◆ WHAT YOU HAVE TO DO: Rewrite all the entries below, swapping every "lichen" for "moss" and keeping everything else unchanged. Omit the pictures.

◆ DATASET RECORDS:
______

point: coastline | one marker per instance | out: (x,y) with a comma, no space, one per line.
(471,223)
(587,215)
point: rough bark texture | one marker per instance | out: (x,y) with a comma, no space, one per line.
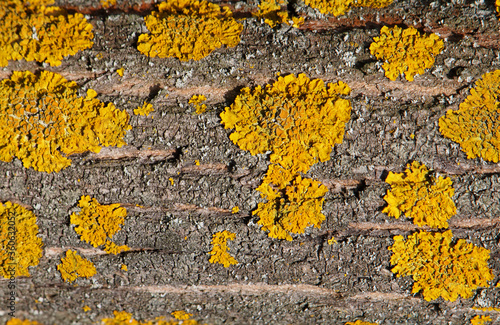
(305,281)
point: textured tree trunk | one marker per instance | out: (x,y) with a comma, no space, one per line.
(169,227)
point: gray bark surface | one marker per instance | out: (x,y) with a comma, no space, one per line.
(305,281)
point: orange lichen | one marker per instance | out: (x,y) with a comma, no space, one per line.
(299,120)
(95,223)
(405,51)
(20,247)
(270,11)
(480,320)
(476,124)
(42,120)
(291,208)
(124,318)
(487,308)
(181,315)
(74,266)
(197,101)
(108,3)
(418,195)
(188,29)
(219,248)
(439,268)
(340,7)
(17,321)
(144,110)
(34,31)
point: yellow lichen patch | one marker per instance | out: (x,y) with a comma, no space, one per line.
(219,248)
(270,11)
(20,247)
(17,321)
(487,308)
(124,318)
(95,223)
(405,51)
(476,124)
(144,110)
(291,210)
(121,318)
(188,29)
(108,3)
(33,31)
(181,315)
(197,101)
(299,120)
(42,120)
(439,268)
(480,320)
(296,118)
(418,195)
(340,7)
(74,266)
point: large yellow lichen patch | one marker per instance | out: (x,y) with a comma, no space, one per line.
(405,51)
(418,195)
(272,13)
(476,124)
(97,223)
(188,29)
(34,31)
(340,7)
(74,266)
(20,247)
(42,120)
(220,249)
(299,121)
(440,268)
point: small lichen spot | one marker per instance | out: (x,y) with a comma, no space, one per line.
(197,101)
(95,223)
(405,51)
(74,266)
(144,110)
(480,320)
(418,195)
(220,249)
(20,224)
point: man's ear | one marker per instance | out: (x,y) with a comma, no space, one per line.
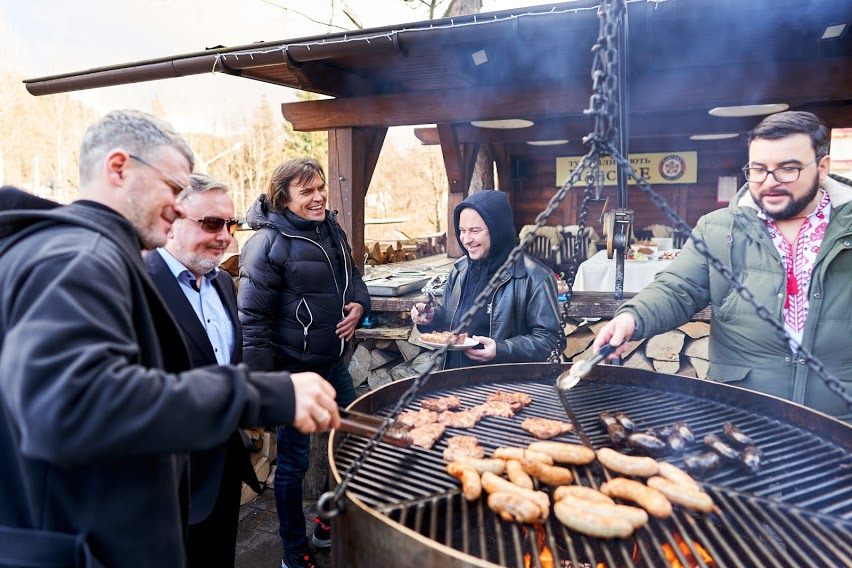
(824,166)
(114,164)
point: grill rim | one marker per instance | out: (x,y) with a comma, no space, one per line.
(830,429)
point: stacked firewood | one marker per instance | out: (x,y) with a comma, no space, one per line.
(682,351)
(384,252)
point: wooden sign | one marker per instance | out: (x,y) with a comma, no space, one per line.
(657,168)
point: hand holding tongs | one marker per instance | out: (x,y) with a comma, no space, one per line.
(367,425)
(580,369)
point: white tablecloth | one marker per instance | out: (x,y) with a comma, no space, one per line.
(598,274)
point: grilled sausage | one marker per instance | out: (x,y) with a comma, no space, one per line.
(717,445)
(635,516)
(495,484)
(628,465)
(680,495)
(702,464)
(581,492)
(471,485)
(751,458)
(625,421)
(562,452)
(646,497)
(483,465)
(736,435)
(614,429)
(577,519)
(647,444)
(549,474)
(678,476)
(521,453)
(517,475)
(512,507)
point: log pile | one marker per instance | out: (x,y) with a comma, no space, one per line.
(682,351)
(384,252)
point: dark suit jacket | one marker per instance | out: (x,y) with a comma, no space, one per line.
(206,468)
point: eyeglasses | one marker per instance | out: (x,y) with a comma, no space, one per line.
(215,224)
(784,174)
(176,186)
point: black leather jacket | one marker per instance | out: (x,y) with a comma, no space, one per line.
(524,313)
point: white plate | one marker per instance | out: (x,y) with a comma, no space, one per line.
(468,343)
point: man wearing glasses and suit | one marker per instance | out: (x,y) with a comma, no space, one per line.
(787,236)
(204,302)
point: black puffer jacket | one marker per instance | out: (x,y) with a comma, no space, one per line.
(522,315)
(290,300)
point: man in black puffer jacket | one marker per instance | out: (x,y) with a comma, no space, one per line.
(300,299)
(521,322)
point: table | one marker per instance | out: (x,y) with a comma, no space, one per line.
(598,273)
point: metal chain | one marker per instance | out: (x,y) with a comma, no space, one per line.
(762,312)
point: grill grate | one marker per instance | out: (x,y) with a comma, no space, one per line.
(795,512)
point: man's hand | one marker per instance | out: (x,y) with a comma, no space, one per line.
(616,332)
(346,327)
(487,353)
(316,410)
(422,315)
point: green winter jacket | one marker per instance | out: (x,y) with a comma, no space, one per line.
(744,350)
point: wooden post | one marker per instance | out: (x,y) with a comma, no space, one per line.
(352,157)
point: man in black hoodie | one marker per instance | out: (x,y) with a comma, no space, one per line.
(521,322)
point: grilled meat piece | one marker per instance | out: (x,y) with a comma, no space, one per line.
(682,428)
(461,419)
(717,445)
(702,464)
(614,429)
(518,400)
(459,447)
(544,428)
(425,436)
(736,435)
(417,418)
(494,408)
(751,458)
(441,404)
(625,421)
(646,443)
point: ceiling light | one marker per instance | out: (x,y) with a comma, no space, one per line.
(720,136)
(748,110)
(505,123)
(832,32)
(479,57)
(546,142)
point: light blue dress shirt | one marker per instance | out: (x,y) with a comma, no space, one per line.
(208,306)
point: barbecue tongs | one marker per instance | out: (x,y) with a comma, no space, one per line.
(580,369)
(367,425)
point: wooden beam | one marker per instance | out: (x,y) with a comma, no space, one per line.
(352,157)
(671,90)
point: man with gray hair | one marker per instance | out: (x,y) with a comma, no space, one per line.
(96,403)
(203,299)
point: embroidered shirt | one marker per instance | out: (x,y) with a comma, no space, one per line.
(207,305)
(800,265)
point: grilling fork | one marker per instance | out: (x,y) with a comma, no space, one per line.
(569,379)
(367,425)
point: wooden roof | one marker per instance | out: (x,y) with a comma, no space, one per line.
(685,57)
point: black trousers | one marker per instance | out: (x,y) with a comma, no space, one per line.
(212,542)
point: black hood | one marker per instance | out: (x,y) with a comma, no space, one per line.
(493,206)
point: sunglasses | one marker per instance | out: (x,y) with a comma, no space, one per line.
(215,224)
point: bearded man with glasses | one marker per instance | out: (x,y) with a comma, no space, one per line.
(787,236)
(98,405)
(203,300)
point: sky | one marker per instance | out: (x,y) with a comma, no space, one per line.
(47,37)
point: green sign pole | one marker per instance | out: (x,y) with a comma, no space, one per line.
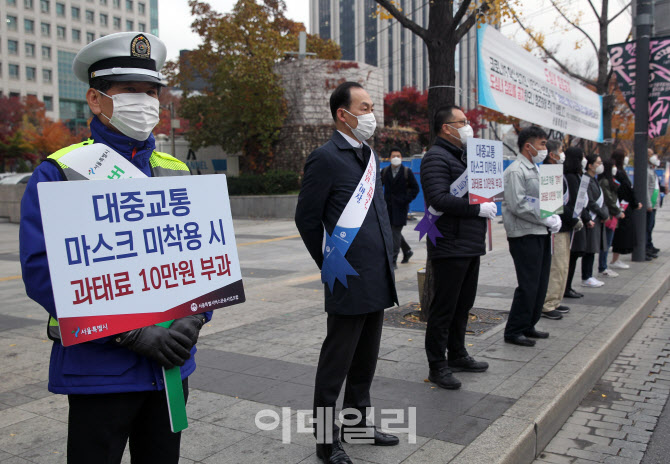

______

◆ FULL ANSWER:
point: coastline | one marker per instance | out: (x,y) with a comma, no space, one per line.
(471,223)
(587,215)
point: rough bark texture | one marker per instance | out: (x,y) with a comma, no space, one per line.
(305,281)
point: textured tree trunk | one marker per instance | out: (x,y) with a comma, no space, one per line.
(169,227)
point: gray bark surface | one marker per instance | out: (x,y) with a comma, no space, one per line.
(305,281)
point: orange moss | one marker per instance | out: (x,y) with a comma, no space, one per line.
(299,120)
(95,223)
(405,51)
(20,247)
(270,11)
(480,320)
(476,124)
(42,120)
(291,208)
(124,318)
(487,308)
(181,315)
(74,266)
(197,101)
(108,3)
(418,195)
(188,29)
(219,248)
(439,268)
(340,7)
(17,321)
(144,110)
(34,31)
point: yellow moss patch | one marker per instance | out: (x,y) with a comma, no space, one per line.
(219,248)
(270,11)
(20,247)
(17,321)
(487,308)
(124,318)
(95,223)
(405,51)
(476,124)
(144,110)
(291,210)
(121,318)
(188,29)
(108,3)
(33,31)
(181,315)
(197,101)
(299,120)
(42,120)
(439,268)
(480,320)
(296,118)
(418,195)
(340,7)
(74,266)
point: large yellow moss patch | one marker per instance | out: (x,y) with a comma, no space, one per line.
(405,51)
(418,195)
(272,13)
(476,124)
(97,223)
(188,29)
(34,31)
(340,7)
(74,266)
(20,247)
(42,120)
(220,249)
(299,121)
(440,268)
point: small moss spot | one marker per instance | out: (x,y) with a comma, no space, one per line.
(197,101)
(95,223)
(405,51)
(74,266)
(144,110)
(480,320)
(418,195)
(220,249)
(20,224)
point: man's ear | one marker per instance | out: (x,y) with a comma, no space, one per line.
(824,166)
(114,164)
point: grill rim | one marker per instance | out: (x,y) with a comma, no space, one per line.
(830,429)
point: stacked firewood | one marker per instance | out: (x,y) with a comma, no space, one per line.
(682,351)
(384,252)
point: wooden sign | one marker per instance | out: (x,y) with a comma, no space, one per line.
(657,168)
point: hand holding tongs | one marker per instance | out: (x,y) with a comma, no space, one per line.
(367,425)
(580,369)
point: white tablecloth | one marker per instance | out: (x,y) with a comma, no space, one per line.
(598,274)
point: grilled sausage | one marker per instance | out: (x,y) with a comma, no space, one per line.
(717,445)
(635,516)
(495,484)
(628,465)
(680,495)
(702,464)
(581,492)
(471,485)
(751,458)
(625,421)
(562,452)
(646,497)
(483,465)
(736,435)
(614,429)
(577,519)
(647,444)
(549,474)
(678,476)
(521,453)
(517,475)
(512,507)
point: log pile | one marker per instance | out: (x,y) with a comma, no space, one per line.
(682,351)
(384,252)
point: dark suit jacket | one marker per instance | out: (x,y) with a comma, no space, one per line.
(206,468)
point: eyeglasses | one marker per instance | out: (x,y) with a comma, no space, one per line.
(215,224)
(784,174)
(176,186)
point: black leather jacket | one marker per instance | out: (x,y) with a comma, no space, one per line.
(524,313)
point: white plate | one marker per instance | out: (x,y) with a comma, no space, one per line.
(468,343)
point: man wearing glasses and suit | one marker per instance | out: (x,y) with a comma, no space, one per line.
(787,236)
(204,302)
point: black puffer jacket | one marker per instance | out: (x,y) with a comma, no space, one per line.
(522,315)
(290,300)
point: man in black puffer jacket | one marker per instance | out: (x,y) with a comma, no space, one per line.
(300,299)
(521,322)
point: table | one marker per instance | out: (x,y) with a comma, no space, one per line.
(598,273)
point: metal chain | one marker per instance | out: (x,y) with a comma, no space, one per line.
(762,312)
point: grill grate | one marker per instance | out: (x,y) with a comma, no space, one per line.
(795,512)
point: man's hand | one marker per instance | out: (x,y) with a comma, no space, one per line.
(616,332)
(346,327)
(487,353)
(316,410)
(422,315)
point: green winter jacket | one marker per instance | out: (x,y) with a comma, no space, one per line.
(744,350)
point: wooden post | one marker per instance | out: (x,y) with a comma, no space, one per line.
(352,157)
point: man in black hoodie | one marker per instance | out: (x,y) with a comma, no space, one per line.
(521,322)
point: grilled meat piece | one marker per instance | out: (x,y) with a comma, no space, one per line.
(682,428)
(461,419)
(717,445)
(702,464)
(614,429)
(518,400)
(459,447)
(544,428)
(425,436)
(736,435)
(417,418)
(494,408)
(751,458)
(441,404)
(625,421)
(646,443)
point: ceiling light | one marker per instance | out: (x,y) with a comma, no space, one per line.
(720,136)
(748,110)
(505,123)
(832,32)
(479,57)
(546,142)
point: light blue dress shirt | one marker per instance | out: (x,y) with a comma, no space, one per line.
(208,306)
point: barbecue tongs | one marker per instance | out: (x,y) with a comma, no space, one per line.
(580,369)
(367,425)
point: wooden beam | one marker per instance | out: (x,y) with a comma, no space, one per line.
(352,157)
(671,90)
point: man with gray hair | one marker per instance | out: (x,y) with a comma, no space, one per line.
(96,403)
(203,299)
point: embroidered shirt | one marker per instance | out: (x,y) with a comma, no space, one per line.
(207,305)
(800,265)
point: grilling fork | one marker per instance | out: (x,y) with a comma, no space, one per line.
(569,379)
(367,425)
point: wooden roof | one marker per instance | out: (x,y) with a comma, no space, one per line.
(685,57)
point: black trousers | one marker per instance | out: (x,y) with a comma, no space, one per line.
(212,542)
point: black hood | one marker per instance | out: (x,y) with a comma, no space, one per line.
(493,206)
point: sunglasses | one marker per instance | out: (x,y) with a comma, no space, one per line.
(215,224)
point: bearded man with glasses | one marker per instance | out: (x,y) with a comma, no space, one per line.
(787,236)
(98,405)
(203,300)
point: sky | one marker per instance | out: (x,y) with a comma, no space, one per line.
(47,37)
point: green sign pole | one marker per instance | out: (x,y) with a comma, no space, one per line.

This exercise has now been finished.